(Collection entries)

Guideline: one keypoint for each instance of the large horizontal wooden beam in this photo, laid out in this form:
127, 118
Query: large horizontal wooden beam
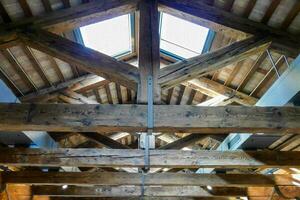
130, 118
68, 19
283, 41
85, 58
162, 191
185, 70
158, 158
170, 179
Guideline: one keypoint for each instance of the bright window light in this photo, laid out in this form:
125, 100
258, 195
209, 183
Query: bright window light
182, 38
111, 37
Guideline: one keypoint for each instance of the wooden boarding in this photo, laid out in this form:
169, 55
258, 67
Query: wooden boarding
158, 158
130, 118
164, 179
162, 191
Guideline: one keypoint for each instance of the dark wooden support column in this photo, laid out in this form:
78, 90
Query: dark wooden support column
148, 49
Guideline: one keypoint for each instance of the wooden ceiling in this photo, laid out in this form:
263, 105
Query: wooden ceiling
37, 76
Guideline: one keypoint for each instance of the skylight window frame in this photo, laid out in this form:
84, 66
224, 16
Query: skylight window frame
132, 51
206, 48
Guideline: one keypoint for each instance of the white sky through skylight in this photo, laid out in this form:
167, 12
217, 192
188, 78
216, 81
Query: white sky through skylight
111, 37
182, 38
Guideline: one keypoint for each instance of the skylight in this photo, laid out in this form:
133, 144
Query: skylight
111, 37
181, 38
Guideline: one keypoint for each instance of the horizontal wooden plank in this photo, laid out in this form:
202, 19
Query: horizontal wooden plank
68, 19
162, 191
201, 65
284, 42
158, 158
130, 118
170, 179
85, 58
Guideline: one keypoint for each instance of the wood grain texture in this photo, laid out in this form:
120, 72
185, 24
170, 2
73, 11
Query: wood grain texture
124, 157
203, 64
85, 58
168, 118
283, 41
171, 179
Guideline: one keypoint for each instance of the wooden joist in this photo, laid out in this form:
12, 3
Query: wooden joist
283, 41
168, 179
85, 58
162, 191
203, 64
131, 118
158, 158
148, 56
68, 19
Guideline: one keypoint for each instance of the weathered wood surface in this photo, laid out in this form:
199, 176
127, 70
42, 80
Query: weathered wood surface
85, 58
130, 118
68, 19
203, 64
283, 41
148, 55
158, 158
170, 179
162, 191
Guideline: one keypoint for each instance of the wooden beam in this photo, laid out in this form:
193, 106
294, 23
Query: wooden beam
68, 19
203, 64
85, 58
214, 89
171, 179
162, 191
36, 64
161, 158
133, 118
283, 41
76, 85
104, 140
19, 69
25, 7
148, 56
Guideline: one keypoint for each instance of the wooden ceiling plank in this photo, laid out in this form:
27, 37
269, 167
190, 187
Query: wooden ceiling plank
6, 18
56, 68
85, 58
283, 42
171, 179
291, 16
25, 7
66, 3
203, 64
148, 55
180, 94
249, 8
36, 64
108, 94
279, 64
214, 89
47, 6
164, 191
252, 70
131, 118
268, 14
104, 140
68, 19
18, 68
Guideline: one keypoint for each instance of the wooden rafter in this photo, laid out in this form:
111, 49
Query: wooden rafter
148, 56
163, 191
282, 41
118, 118
85, 58
206, 63
171, 179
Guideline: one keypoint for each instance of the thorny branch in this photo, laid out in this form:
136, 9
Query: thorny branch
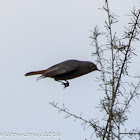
114, 68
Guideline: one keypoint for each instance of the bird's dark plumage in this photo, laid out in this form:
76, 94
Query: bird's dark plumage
66, 70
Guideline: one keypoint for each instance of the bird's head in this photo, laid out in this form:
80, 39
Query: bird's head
93, 67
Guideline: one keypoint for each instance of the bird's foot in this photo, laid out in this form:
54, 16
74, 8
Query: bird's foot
65, 84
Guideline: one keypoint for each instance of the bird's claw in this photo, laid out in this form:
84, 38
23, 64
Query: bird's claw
65, 84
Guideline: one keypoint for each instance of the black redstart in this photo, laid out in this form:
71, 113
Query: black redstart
66, 70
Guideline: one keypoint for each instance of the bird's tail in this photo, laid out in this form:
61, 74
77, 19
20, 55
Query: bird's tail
35, 73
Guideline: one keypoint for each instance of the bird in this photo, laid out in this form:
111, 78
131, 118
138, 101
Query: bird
66, 70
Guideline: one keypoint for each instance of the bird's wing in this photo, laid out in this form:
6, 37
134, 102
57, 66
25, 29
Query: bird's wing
61, 68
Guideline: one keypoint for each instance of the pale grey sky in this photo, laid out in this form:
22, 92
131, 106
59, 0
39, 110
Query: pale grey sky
35, 34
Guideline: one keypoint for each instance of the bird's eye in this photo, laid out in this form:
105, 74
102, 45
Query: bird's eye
91, 65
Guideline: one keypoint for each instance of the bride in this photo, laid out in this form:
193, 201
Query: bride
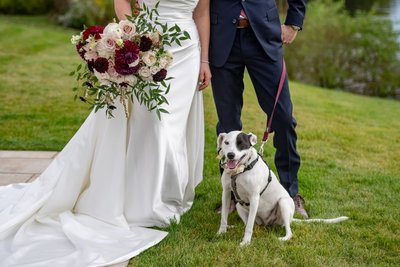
117, 176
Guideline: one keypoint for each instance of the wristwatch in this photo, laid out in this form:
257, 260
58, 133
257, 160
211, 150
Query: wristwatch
296, 28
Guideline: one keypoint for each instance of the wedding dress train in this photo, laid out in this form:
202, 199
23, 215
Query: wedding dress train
115, 177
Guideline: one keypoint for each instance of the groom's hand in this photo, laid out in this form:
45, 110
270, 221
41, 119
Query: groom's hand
288, 34
204, 75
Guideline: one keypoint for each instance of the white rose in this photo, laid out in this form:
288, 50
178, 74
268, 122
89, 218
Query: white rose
103, 78
76, 39
106, 46
163, 63
90, 54
154, 69
145, 73
149, 58
120, 42
127, 29
131, 79
111, 28
111, 70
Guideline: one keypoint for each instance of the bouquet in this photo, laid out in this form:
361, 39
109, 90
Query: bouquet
126, 60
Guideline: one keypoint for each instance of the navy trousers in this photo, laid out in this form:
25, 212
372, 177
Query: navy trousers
228, 86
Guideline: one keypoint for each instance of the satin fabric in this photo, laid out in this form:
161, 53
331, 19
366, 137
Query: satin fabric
115, 177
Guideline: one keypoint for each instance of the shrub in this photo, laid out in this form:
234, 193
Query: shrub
25, 7
87, 12
359, 54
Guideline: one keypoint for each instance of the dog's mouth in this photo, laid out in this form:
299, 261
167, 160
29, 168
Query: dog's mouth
232, 164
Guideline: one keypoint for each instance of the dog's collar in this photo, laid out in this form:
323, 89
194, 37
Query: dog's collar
248, 167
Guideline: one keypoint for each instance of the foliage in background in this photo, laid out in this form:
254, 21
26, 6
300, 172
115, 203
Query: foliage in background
350, 146
335, 50
87, 12
26, 7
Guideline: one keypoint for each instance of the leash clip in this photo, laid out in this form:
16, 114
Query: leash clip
261, 150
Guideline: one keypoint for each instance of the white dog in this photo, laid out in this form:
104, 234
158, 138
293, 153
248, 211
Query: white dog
260, 196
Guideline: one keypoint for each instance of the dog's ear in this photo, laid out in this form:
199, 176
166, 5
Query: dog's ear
252, 139
220, 139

### [Exercise requirements]
Reproduce verbatim the rows from the line containing "Guideline: one keypoint for each instance of the leash" through the final line of the rows, both ends included.

### [Completed exercise]
Guideline: one keypoint for each instance of the leash clip in this photo, laid out in this form:
16, 114
Query: leash clip
261, 150
Guideline: one keypoint for each instance of the white dog in this photo, laid out in this form:
104, 234
158, 138
293, 153
248, 211
Query: white dog
260, 196
Guideline: one keypoint for each instance of the dog's ear in this photo, laid out in this form:
199, 176
166, 5
Query: dog's ear
252, 139
220, 139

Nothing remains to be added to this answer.